* _Aim of the task_
Reproduce every entry exactly as written.

* _Exercise materials_
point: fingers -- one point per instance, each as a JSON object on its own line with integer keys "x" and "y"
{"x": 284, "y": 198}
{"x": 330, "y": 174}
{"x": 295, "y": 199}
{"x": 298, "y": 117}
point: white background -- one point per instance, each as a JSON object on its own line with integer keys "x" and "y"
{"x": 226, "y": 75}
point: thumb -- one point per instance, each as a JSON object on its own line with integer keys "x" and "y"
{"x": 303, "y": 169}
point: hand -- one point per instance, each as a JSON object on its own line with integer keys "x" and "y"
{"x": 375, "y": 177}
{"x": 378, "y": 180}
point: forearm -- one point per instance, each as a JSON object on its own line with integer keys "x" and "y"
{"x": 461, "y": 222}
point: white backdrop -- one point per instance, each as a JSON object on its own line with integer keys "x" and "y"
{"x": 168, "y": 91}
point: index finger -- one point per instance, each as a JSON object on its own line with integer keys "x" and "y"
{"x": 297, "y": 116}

* _Solution for this exercise_
point: fingers -- one point per instance, each as a JSON object on its own line with integer keys "x" and "y"
{"x": 284, "y": 198}
{"x": 330, "y": 174}
{"x": 295, "y": 199}
{"x": 298, "y": 117}
point: white background -- one point per instance, each as a JSON object on its own line with integer keys "x" and "y"
{"x": 226, "y": 75}
point: thumb -- one point per instance, each as a JSON object on its own line with integer keys "x" and "y"
{"x": 303, "y": 169}
point: hand -- one point per instance, each as a JSON object on its own line with integer keys "x" and "y"
{"x": 375, "y": 177}
{"x": 378, "y": 180}
point: forearm -- one point per instance, each as a JSON object on its own line with integer keys "x" and "y"
{"x": 461, "y": 222}
point: white backdrop -- one point per instance, each as a JSON object on its own line with integer keys "x" and "y"
{"x": 168, "y": 91}
point: index finger -- one point per instance, each as a JSON object on its own line with integer keys "x" and "y"
{"x": 297, "y": 116}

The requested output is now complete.